WHAT IS EXPECTED :: Set down the data below without change, skipping the pictures it holds.

INFORMATION SUPPLIED ::
+++

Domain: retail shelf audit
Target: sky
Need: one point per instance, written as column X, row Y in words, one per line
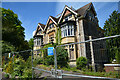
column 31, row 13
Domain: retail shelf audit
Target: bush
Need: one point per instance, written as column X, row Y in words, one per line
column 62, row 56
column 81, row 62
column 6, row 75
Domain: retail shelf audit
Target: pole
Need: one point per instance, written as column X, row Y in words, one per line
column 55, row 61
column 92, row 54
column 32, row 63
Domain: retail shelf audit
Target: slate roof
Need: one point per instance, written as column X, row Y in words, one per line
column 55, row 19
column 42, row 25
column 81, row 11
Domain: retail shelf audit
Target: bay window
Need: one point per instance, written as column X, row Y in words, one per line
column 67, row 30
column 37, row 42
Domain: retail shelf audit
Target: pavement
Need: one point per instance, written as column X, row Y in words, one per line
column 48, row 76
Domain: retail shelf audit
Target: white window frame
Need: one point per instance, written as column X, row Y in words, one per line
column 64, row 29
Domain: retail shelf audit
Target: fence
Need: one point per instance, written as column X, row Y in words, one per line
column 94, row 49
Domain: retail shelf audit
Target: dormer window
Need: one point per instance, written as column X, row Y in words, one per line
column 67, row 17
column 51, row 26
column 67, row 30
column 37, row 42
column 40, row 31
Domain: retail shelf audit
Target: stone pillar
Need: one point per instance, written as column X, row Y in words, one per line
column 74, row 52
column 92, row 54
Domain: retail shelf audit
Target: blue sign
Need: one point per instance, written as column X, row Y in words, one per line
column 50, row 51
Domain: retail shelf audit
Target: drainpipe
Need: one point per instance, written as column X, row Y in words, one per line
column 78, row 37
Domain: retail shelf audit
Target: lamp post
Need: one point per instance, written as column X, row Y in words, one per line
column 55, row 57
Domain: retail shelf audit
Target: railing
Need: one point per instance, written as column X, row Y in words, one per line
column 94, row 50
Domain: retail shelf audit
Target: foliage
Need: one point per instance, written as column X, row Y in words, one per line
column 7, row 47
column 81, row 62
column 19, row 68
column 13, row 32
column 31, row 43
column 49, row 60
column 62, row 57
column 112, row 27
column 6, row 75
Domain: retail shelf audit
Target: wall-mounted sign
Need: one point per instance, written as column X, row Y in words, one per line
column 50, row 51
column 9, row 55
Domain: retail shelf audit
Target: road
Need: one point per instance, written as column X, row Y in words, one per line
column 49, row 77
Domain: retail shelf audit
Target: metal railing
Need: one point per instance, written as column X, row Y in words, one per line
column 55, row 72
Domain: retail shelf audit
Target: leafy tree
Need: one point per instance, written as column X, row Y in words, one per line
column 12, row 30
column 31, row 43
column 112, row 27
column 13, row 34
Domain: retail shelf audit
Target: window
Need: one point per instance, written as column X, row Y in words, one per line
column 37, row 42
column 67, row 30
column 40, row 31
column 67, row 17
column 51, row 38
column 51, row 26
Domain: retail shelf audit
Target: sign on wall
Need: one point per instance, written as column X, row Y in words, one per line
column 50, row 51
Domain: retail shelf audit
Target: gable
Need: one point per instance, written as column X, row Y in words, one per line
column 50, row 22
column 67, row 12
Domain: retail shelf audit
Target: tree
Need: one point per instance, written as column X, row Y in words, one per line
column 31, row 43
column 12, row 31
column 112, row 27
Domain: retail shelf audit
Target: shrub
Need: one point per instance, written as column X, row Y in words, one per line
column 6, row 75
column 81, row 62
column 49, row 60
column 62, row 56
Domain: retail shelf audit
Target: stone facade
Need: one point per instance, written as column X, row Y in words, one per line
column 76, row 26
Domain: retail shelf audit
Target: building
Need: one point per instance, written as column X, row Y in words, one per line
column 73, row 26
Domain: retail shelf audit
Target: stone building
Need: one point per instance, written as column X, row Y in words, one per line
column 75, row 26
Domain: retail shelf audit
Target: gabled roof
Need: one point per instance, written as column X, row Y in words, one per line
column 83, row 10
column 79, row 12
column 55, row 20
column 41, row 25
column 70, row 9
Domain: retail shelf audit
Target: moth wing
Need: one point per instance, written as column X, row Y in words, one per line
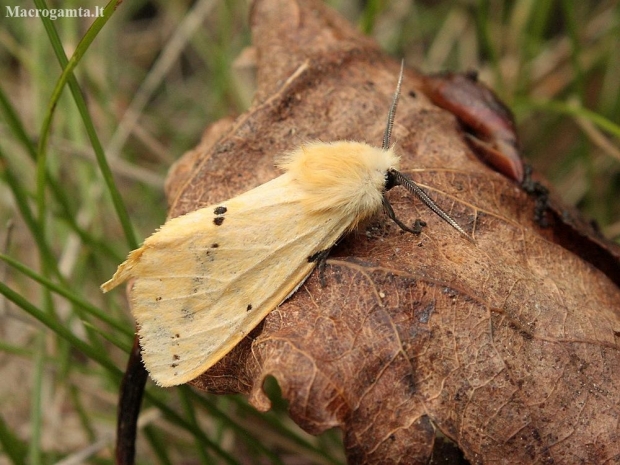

+++

WRITTEN ANSWER ::
Domain: retail shelf audit
Target: sky
Need: one point per instance, written as column X, row Y in words, one per line
column 31, row 13
Domain: retail shelf audit
Target: bush
Need: one point per instance, written as column X, row Y in words, one per line
column 62, row 56
column 81, row 62
column 6, row 75
Domain: retail shelf audit
Target: pole
Need: one point per instance, written as column X, row Y in words, one per line
column 55, row 61
column 92, row 54
column 32, row 63
Domain: retail shelf audit
Target: slate roof
Need: one point per instance, written as column X, row Y in words, one per line
column 55, row 19
column 42, row 25
column 81, row 11
Domain: retail shelf audit
Target: bay window
Need: one point per instance, written as column X, row Y in words, one per line
column 67, row 30
column 37, row 42
Domain: retail shelf audit
Target: pavement
Need: one point per instance, written as column X, row Y in words, one per line
column 48, row 76
Domain: retail shelf audit
Target: white window frame
Need: one point per instance, written as column X, row Y in words, one per line
column 64, row 29
Domain: retail shelf audit
Target: fence
Need: one point per instance, written as column X, row Y in words, one per line
column 94, row 49
Domain: retail shelf audit
Target: dormer window
Need: one point per instance, written as column X, row Y in words, one per line
column 67, row 17
column 51, row 26
column 67, row 30
column 37, row 42
column 40, row 31
Domain: retail shelf audit
Target: stone pillar
Need: one point per instance, written as column X, row Y in words, one per line
column 74, row 52
column 92, row 54
Domain: retail shelf audit
Target: blue sign
Need: one point per instance, written as column X, row Y in words, one per line
column 50, row 51
Domain: retail shelf audit
Target: drainpipe
Need: one point per instance, written as column X, row Y in words, one per line
column 78, row 37
Domain: retail shelf audit
Target: lamp post
Need: one point per instance, written as column X, row Y in words, one per line
column 55, row 57
Domain: retail shelf audit
Target: railing
Need: one point per instance, written as column X, row Y in words, one per line
column 94, row 50
Domain: retail shelf audit
Target: foliage
Need: one point per instance, written as column X, row Y in words, one per line
column 7, row 47
column 81, row 62
column 19, row 68
column 13, row 32
column 31, row 43
column 49, row 60
column 62, row 57
column 112, row 27
column 6, row 75
Domain: retail shelf audit
Target: wall-mounted sign
Need: one point per instance, written as column X, row Y in words, one per line
column 50, row 51
column 9, row 55
Domain: retail shelf audit
Target: road
Need: one point per instance, written as column X, row Y in words, one per line
column 49, row 77
Domain: retail shelf audit
Target: metal railing
Need: one point per instance, written as column X, row Y in words, one per line
column 55, row 72
Domain: retail shelf audit
Target: leafy tree
Need: one point per instance, written as column X, row Y in words, one per line
column 12, row 30
column 31, row 43
column 112, row 27
column 13, row 34
Domain: retail shelf audit
Target: window
Need: one point per instance, written as column X, row Y in words, one per line
column 37, row 42
column 67, row 30
column 40, row 31
column 67, row 17
column 51, row 38
column 51, row 26
Domain: retail shelf audit
Target: sign on wall
Need: one point per instance, written as column X, row Y in words, one per line
column 50, row 51
Domain: retail shelf audit
Target: gable
Need: one point per instance, written as column X, row Y in words, one per line
column 50, row 22
column 67, row 12
Domain: retail shelf audit
Target: tree
Need: one point per instance, written as column X, row Y in words, one per line
column 31, row 43
column 12, row 31
column 112, row 27
Domain: retail shelf audit
Target: shrub
Need: one point per instance, written as column X, row Y in words, one per line
column 6, row 75
column 81, row 62
column 49, row 60
column 62, row 56
Domain: retail shelf audit
Target: stone facade
Need: one point per instance, written as column X, row Y in words, one per line
column 76, row 26
Domain: retail shelf audit
Target: building
Need: one point per instance, written as column X, row Y in words, one per line
column 73, row 26
Domain: retail shelf audit
Target: stone building
Need: one point per instance, written as column X, row Y in words, one per line
column 75, row 26
Domain: retail shelf audit
Target: gabled roof
Need: one point per instance, written as column X, row Y in words, one per line
column 83, row 10
column 79, row 12
column 55, row 20
column 41, row 25
column 70, row 9
Domain: retail shelf audit
Target: moth wing
Need: one point per instance, written as column X, row Y in words, one per line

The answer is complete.